* [DIRECTION 1] Pick out every line of the records below that contains the word "wooden".

In the late 1970's a new video format came on the scene, the laser disc. This provided high end home systems a level of audio and video quality video tape could never dream about. For those that could afford the player and sound equipment this was the way to go for the home theater enthusiast. Although now mostly replaced by the DVD there are still many people that hold on to their collections of laser discs.

The laser disc has a video resolution of 400 lines, far superior to the 240 lines of the typical video tape player. This resulted in a much sharper picture. Like the video tape there are two speeds available, Constant Linear Velocity (CLV) and Constant Angular Velocity (CAV). The amount of data and therefore the length of the program was very limited, CLV could hold about 60 minutes while CAV is restricted to about 30 minutes. Because of this the average movie required several discs. The number of discs was somewhat reduced by using both sides but the viewer still had to get up and flip the disc on most players. CLS discs also did not support many of the special features common to video tape such as freeze frame.

For those used to the modern DVD the size of the laser disc is huge. It is about 12 inches in diameter, about the same size as the old vinyl records (for those of us old enough to remember the black discs music to come out of). This did pose a storage problem for some. While thinner than a VHS tape it was much higher. Also, since multiple discs where required for a single film even the thickness often was about the same. Still, the tradeoff for better picture and sound was worth it.

The acceptance of the laser disc was a lot slower than the DVD. At first there were not that many titles available, the studios were very cautious about releasing new titles on this format. Eventually, a sizable number of films were released. For those interested in the original version of the first three Star Wars flicks this is the only digital format that may ever show Hans Solo shooting first.

The improvement in the audio was a real breakthrough. Most laser discs supported AC-3, the original name for the format now known as Dolby 5.1. This format featured true surround sound with discreet audio tracks for two front channels, a center channel, two rear channels and a sub woofer. Much like DVDs the high end, special effects blockbusters tended to sell the laser disc for serious film buffs.

The laser disc also pioneered the concept of long lasting media. Unlike the video tape where the playback (and recording) head was in physical contact with the tape, the laser disc was touched only by a gentle beam of light. This avoided the wear and tear typical of the magnetic tape.

While the format is fading away and never really achieved the popularity currently enjoyed by the DVD this was where digital home theater began and we should all be grateful to those that made this technology available to the public.

* [DIRECTION 2] Quote the part of the laser disc text above that opens with the words "The laser disc has" and closes with "as freeze frame.".

* [RECORDS PROVIDED]
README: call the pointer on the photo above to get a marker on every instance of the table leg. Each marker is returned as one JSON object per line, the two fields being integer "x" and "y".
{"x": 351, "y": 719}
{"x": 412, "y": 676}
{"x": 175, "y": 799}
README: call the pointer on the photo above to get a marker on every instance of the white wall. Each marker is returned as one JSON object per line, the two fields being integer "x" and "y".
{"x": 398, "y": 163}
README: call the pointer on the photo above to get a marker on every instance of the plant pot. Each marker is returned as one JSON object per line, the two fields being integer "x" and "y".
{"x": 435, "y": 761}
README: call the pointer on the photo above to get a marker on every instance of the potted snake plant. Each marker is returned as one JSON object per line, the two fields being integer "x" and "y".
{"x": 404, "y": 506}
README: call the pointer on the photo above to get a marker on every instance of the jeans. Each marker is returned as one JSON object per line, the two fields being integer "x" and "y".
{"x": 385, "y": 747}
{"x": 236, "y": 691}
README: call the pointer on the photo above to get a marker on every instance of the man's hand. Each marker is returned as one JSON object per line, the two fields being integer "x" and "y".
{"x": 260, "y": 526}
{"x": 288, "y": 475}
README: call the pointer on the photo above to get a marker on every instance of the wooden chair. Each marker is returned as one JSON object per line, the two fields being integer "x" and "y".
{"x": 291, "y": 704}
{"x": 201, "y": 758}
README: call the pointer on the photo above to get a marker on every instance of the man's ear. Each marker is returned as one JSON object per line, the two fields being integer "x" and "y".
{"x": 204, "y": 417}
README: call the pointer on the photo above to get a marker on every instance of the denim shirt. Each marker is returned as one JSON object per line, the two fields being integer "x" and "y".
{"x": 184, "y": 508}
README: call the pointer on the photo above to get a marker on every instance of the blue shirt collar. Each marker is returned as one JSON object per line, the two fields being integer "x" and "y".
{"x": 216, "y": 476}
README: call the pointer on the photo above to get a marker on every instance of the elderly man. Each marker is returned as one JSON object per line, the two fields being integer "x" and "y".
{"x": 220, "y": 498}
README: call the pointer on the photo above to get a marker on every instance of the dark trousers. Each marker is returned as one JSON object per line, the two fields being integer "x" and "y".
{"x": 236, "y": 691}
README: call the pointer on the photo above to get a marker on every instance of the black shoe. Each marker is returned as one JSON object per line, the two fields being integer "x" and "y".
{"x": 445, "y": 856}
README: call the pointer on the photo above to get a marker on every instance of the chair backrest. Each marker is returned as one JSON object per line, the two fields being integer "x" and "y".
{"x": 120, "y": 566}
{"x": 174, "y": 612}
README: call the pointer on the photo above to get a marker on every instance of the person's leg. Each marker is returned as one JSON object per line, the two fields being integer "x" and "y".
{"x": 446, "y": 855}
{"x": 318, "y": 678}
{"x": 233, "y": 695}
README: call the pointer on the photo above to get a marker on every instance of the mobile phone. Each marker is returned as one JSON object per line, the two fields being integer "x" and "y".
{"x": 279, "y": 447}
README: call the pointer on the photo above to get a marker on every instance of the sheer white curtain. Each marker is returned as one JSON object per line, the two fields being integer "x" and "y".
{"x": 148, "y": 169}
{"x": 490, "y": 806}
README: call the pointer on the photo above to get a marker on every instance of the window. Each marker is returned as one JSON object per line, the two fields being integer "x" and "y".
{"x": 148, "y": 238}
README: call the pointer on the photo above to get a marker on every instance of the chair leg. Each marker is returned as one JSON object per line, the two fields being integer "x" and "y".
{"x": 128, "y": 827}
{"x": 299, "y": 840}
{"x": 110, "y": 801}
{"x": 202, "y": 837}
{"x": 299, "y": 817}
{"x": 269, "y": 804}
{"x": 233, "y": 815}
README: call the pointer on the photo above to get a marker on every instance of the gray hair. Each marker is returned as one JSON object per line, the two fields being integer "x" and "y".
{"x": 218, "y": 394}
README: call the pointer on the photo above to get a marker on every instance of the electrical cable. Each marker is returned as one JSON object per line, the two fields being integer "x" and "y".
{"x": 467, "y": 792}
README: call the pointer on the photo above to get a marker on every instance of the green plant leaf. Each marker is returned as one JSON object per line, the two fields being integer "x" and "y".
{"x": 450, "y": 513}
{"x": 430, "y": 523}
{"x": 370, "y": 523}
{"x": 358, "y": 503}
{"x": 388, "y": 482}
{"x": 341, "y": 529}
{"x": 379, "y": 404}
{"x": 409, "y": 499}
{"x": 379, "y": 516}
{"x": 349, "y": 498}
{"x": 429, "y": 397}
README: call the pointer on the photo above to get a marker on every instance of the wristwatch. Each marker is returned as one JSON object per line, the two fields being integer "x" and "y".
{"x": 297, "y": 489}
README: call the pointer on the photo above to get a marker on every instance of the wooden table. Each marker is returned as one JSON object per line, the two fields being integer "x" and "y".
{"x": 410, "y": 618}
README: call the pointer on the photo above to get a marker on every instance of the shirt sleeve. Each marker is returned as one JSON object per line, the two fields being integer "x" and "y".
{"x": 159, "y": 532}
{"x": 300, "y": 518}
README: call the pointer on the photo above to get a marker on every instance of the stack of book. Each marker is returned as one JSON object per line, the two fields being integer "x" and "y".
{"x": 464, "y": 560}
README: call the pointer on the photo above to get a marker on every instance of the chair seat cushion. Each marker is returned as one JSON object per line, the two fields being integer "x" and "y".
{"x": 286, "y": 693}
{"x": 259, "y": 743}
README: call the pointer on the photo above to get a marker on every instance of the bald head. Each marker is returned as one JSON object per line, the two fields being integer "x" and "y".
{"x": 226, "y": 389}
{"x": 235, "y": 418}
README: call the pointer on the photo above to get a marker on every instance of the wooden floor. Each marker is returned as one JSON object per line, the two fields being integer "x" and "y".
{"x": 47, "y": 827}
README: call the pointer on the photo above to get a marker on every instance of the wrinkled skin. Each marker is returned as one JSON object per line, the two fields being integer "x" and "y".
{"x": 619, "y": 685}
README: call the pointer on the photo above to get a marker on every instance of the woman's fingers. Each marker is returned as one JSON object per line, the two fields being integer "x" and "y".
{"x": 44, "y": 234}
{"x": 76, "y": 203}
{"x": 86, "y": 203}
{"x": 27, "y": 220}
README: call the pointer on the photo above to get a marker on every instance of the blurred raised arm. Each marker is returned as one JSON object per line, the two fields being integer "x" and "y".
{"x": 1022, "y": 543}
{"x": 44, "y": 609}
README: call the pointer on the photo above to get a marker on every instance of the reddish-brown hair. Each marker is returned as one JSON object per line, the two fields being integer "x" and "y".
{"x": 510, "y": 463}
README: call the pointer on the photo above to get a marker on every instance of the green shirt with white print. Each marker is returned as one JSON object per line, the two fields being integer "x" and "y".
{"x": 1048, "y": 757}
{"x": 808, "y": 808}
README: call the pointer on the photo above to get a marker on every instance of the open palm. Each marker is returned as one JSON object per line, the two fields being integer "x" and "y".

* [SOLUTION 1]
README: call the pointer on the photo above to get a marker on every instance of the wooden chair. Each marker is returned as one JSON object per line, the two fields being integer "x" and "y".
README: call the pointer on the photo above to get a marker on every instance of the wooden table. Each marker is returned as one JSON object per line, the two fields being integer "x" and "y".
README: call the pointer on the photo above to get a marker on every instance of the wooden floor. Each marker is returned as one JSON object per line, the two fields being integer "x" and "y".

* [SOLUTION 2]
The laser disc has a video resolution of 400 lines, far superior to the 240 lines of the typical video tape player. This resulted in a much sharper picture. Like the video tape there are two speeds available, Constant Linear Velocity (CLV) and Constant Angular Velocity (CAV). The amount of data and therefore the length of the program was very limited, CLV could hold about 60 minutes while CAV is restricted to about 30 minutes. Because of this the average movie required several discs. The number of discs was somewhat reduced by using both sides but the viewer still had to get up and flip the disc on most players. CLS discs also did not support many of the special features common to video tape such as freeze frame.